> [Task statement]: Repeat the data word for word, excluding every picture.

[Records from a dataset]
Segment Open

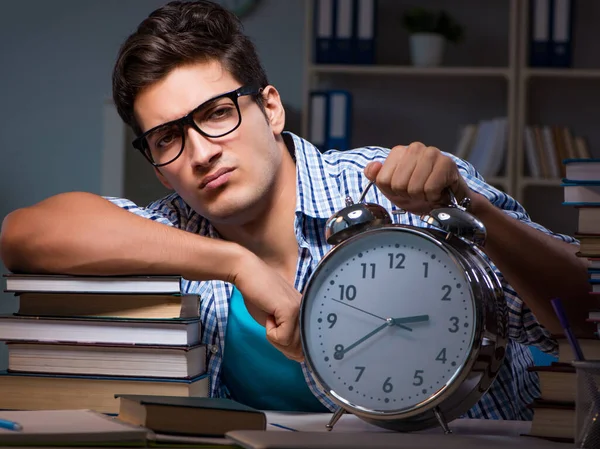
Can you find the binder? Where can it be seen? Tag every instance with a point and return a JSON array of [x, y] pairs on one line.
[[340, 106], [539, 33], [364, 31], [324, 21], [343, 33], [562, 33], [319, 119]]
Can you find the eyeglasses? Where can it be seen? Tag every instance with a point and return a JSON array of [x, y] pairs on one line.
[[214, 118]]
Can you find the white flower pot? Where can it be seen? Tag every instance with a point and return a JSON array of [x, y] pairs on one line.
[[426, 49]]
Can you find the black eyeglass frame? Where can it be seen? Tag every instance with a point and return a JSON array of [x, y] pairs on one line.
[[140, 143]]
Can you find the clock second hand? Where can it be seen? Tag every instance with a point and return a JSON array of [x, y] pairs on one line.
[[372, 314]]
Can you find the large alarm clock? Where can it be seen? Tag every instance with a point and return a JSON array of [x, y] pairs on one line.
[[404, 326]]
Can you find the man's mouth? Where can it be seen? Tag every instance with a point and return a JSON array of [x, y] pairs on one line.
[[216, 179]]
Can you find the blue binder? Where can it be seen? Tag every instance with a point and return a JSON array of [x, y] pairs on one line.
[[540, 20], [365, 27], [342, 48], [324, 23], [562, 33]]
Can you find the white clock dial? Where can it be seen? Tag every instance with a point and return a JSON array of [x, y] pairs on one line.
[[388, 320]]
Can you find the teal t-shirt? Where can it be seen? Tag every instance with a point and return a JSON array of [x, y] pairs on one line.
[[256, 373]]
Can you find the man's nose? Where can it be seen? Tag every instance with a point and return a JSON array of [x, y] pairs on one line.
[[201, 151]]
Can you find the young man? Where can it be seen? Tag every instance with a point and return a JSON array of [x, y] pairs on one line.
[[246, 222]]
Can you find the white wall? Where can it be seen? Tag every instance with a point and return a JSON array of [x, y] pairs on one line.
[[56, 63]]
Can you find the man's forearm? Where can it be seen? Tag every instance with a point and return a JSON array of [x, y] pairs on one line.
[[538, 266], [79, 233]]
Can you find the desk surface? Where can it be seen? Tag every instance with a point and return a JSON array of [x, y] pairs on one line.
[[351, 432]]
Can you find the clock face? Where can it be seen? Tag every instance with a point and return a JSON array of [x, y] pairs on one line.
[[388, 320]]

Segment Closed

> [Response box]:
Can you find the binder? Where can it be seen? Tag every instance with a point and return a JSON array of [x, y] pairs on one line.
[[340, 106], [539, 33], [364, 31], [324, 21], [343, 33], [562, 33], [319, 119]]
Can you find the eyeglasses? Where can it be seen? Tag every instance with a point and return a JSON array of [x, y] pairs on one line.
[[214, 118]]
Can you find the white flower pot? Where can it be seen? Tag every instance with a point and return a JSON array of [x, y] pairs on one line.
[[426, 49]]
Can you find the black eyeglass frame? Where can it be seen? Tag every instance with a point and return a JSON array of [x, y] pairs on one line.
[[140, 143]]
Can you find the clock second hand? Where can it be seen? Tag every instance with a point and return a JSON array of [x, y] pairs on one line.
[[372, 314]]
Can you find the large alarm clock? Where can it be seen? Tag every instance with a point and return a JSON array of [x, y] pairs on one line.
[[404, 326]]
Can you find the man's mouth? Where can it be seen? Tag every instance with a point and return a JSON array of [x, y] pairs on one line.
[[216, 179]]
Can you find the blue binder? Where can it be seen? Tag every instance with a point and return a JSON array of [x, y] pairs on one line.
[[540, 20], [365, 27], [342, 48], [324, 23], [562, 33]]
Can you find the white clock dial? Where can it be seen? Tag every instance with a point and return a JSON array of [x, y] pairs on one line.
[[388, 320]]
Can you find the teal t-shirt? Where can it be seen? Tag every instance with a point and return a JSON array of [x, y] pairs on one line.
[[256, 373]]
Can you find the man's nose? Where can it be seen? Tag every instance with a point and return a JSON array of [x, y] pairs on one line.
[[201, 151]]
Can you find the young man? Where can it be seen? Tag every instance with a point and return a JSON array of [x, y] pairs on one line.
[[246, 222]]
Can you find the white wall? Where can it be seen? Tag every instance with a point and return a JSON array of [x, y] pairs on one line.
[[56, 63]]
Can you find the man's forearm? Where can it be seen? Tag every instance with a point and return a JSON array of [x, y] pairs on one line.
[[538, 266], [79, 233]]
Can you find the desk surface? Where can it be seen? Tag every instance with a point and return a JSON array of [x, y] pairs on one line.
[[351, 432]]
Can you find the clock face? Where can it be seen? Tag every instance with a point and return a JSON array of [x, y] pairs on one line.
[[388, 320]]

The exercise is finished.